EXERCISE INSTRUCTIONS:
1) In the PATHETIC editorial below, what value does the solution give to nodes at even depths?
2) Please sum up the PATHETIC editorial below in two sentences.

SELECTED TEXT:
PATHETIC - Editorial

PROBLEM LINK:

Contest

Author: Shahjalal Shohag
Tester: Ildar Gainullin
Editorialist: Rajarshi Basu

DIFFICULTY:

Easy-Medium

PREREQUISITES:

Basic Math, Implementation

PROBLEM:

You are given a tree with N \leq 100 nodes (numbered 1 through N). A tree is a connected undirected graph without cycles.

You have to assign an integer to each node; for each valid i, let’s denote the integer assigned to node i by A_i. This assignment must satisfy the following conditions:

  • For each valid i, 1 \le A_i \le 2 \cdot 10^{18}.
  • For each simple path in the tree, let’s denote the set of nodes in this path by S. Then, the product P = \prod_{v \in S} A_v is divisible by |S|.

There are 200 testcases.

EXPLANATION:

Brief Explanation
  • Let all the primes less than 100 be denoted by the set P. Choose A and B such that A \cup B = P and A \cap B = \phi. Let p_A be the product of all primes in A and p_B be product of all primes in B.
  • Root the tree at some node, and do a dfs. Set the value of all nodes at even depths to be p_A and set the value of all nodes at odd depths to be p_B.

DATASET EXCERPTS:
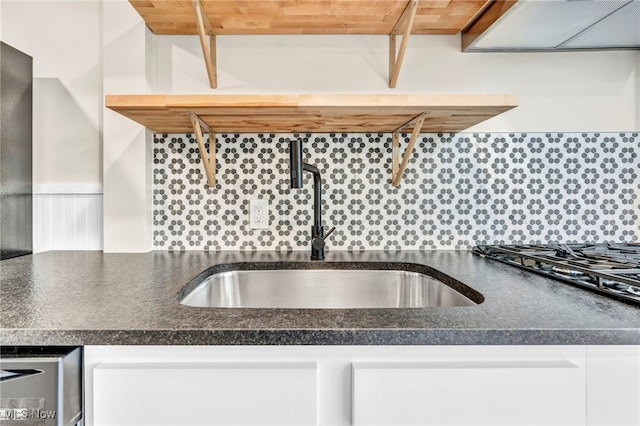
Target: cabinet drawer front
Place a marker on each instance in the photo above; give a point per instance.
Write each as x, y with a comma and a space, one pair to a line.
533, 392
205, 394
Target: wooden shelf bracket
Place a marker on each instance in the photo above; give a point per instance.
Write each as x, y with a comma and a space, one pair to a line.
208, 158
397, 166
205, 30
395, 62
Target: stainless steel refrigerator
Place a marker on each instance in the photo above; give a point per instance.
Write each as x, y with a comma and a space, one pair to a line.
16, 199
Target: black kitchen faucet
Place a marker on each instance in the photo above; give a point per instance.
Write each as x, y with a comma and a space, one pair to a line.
296, 168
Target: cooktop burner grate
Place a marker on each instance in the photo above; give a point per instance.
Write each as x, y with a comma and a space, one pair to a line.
609, 269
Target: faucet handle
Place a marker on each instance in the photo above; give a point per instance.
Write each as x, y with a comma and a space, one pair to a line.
318, 242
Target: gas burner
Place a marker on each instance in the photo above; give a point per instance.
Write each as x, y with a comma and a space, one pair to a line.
609, 269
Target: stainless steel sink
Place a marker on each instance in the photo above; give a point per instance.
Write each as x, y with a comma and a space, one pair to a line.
323, 289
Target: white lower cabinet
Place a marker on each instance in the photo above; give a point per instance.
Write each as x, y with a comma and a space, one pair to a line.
470, 393
183, 393
362, 385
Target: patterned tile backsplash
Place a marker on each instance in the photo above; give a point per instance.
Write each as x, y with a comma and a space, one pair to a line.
458, 190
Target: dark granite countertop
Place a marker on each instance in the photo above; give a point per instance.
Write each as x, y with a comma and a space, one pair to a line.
91, 298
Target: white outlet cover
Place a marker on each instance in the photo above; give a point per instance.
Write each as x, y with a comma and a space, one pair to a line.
258, 214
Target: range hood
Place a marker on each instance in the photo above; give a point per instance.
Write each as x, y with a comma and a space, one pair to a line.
556, 25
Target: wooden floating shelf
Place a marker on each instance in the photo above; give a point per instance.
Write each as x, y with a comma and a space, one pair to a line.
310, 114
211, 18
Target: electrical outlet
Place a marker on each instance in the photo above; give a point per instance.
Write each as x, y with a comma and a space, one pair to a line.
258, 214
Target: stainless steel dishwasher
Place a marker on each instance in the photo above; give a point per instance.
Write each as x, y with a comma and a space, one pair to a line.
40, 386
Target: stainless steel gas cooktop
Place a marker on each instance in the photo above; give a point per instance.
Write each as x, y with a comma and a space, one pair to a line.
611, 269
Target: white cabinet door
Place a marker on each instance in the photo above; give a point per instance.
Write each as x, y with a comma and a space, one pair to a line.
471, 391
196, 393
613, 385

OUTPUTS FOR THE TASKS:
1) p_A, the product of all primes in set A.

2) The problem asks for an integer between 1 and 2·10^18 at each node of a tree with at most 100 nodes, such that for every simple path the product of its nodes' values is divisible by the number of nodes on it. The solution splits the primes less than 100 into two disjoint sets A and B, roots the tree, and assigns the product of A's primes to nodes at even depths and the product of B's primes to nodes at odd depths.